::: Dataset excerpts

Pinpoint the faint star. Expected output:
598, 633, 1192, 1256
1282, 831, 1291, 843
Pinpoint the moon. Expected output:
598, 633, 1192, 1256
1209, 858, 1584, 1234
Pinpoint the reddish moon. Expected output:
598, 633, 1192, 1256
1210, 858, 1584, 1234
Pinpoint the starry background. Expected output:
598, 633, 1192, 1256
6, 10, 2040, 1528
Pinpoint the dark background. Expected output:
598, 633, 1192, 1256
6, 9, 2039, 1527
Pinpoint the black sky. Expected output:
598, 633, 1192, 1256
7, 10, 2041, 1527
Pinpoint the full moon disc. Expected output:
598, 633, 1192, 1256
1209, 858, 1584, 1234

::::::
::: Dataset excerpts

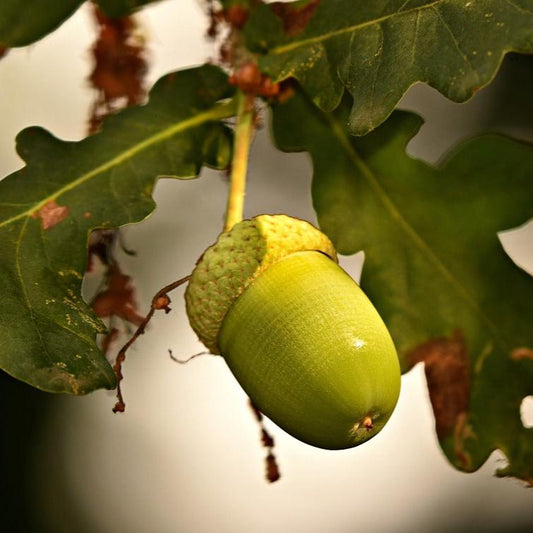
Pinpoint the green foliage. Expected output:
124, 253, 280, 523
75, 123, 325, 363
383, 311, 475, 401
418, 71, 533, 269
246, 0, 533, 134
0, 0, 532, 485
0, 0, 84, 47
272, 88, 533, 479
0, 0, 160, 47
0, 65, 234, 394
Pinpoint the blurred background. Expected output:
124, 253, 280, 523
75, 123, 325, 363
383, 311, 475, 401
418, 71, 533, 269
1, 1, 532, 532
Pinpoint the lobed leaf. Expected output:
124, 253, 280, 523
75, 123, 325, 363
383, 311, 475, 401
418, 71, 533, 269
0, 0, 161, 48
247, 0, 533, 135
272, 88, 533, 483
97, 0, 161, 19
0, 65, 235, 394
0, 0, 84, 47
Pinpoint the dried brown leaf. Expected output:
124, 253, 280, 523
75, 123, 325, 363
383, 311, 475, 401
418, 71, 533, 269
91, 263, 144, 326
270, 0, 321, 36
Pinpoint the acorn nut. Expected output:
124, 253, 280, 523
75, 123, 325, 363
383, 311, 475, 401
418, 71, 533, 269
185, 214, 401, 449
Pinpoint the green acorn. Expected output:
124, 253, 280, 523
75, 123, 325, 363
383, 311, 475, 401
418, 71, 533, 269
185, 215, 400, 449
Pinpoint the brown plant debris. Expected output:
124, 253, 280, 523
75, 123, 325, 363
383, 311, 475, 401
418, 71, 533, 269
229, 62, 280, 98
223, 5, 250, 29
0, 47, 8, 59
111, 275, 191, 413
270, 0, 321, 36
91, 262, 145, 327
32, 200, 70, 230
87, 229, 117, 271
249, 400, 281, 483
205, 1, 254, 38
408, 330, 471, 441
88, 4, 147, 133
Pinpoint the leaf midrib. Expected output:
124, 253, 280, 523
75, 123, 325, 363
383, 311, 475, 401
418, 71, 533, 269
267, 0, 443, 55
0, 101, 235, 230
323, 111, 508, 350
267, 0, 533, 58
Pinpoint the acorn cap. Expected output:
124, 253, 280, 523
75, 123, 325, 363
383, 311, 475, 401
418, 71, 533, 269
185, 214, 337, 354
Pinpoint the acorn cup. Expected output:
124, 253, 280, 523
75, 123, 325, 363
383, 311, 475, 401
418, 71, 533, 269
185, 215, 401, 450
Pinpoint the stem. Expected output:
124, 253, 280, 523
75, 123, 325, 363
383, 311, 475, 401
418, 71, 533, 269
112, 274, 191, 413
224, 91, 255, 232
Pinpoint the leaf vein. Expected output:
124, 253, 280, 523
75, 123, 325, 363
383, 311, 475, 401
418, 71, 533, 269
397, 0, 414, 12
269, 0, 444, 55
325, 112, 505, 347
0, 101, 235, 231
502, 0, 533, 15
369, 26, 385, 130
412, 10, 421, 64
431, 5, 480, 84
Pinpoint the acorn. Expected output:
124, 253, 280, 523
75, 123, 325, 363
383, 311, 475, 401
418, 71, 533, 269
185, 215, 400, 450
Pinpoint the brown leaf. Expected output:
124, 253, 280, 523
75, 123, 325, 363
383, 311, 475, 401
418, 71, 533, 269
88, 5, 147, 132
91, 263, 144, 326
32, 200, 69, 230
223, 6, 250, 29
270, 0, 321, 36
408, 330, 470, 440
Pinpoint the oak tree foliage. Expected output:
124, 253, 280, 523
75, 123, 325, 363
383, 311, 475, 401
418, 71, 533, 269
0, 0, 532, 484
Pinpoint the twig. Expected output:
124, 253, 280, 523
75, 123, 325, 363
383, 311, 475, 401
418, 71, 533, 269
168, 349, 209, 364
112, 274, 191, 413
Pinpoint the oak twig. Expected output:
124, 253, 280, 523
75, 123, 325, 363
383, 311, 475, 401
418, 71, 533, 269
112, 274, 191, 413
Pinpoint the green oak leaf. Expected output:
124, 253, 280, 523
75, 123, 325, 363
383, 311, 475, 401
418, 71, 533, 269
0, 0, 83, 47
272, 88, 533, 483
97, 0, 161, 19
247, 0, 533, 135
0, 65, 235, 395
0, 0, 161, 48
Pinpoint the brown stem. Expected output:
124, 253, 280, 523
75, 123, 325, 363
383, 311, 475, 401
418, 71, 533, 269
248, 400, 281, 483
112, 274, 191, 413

::::::

> [Work request]:
If a line in the records above holds the string "foliage", copy it.

> [Result for this task]:
Pinpoint the green foliage. Expected output:
Pinpoint the oak tree foliage. Expected output:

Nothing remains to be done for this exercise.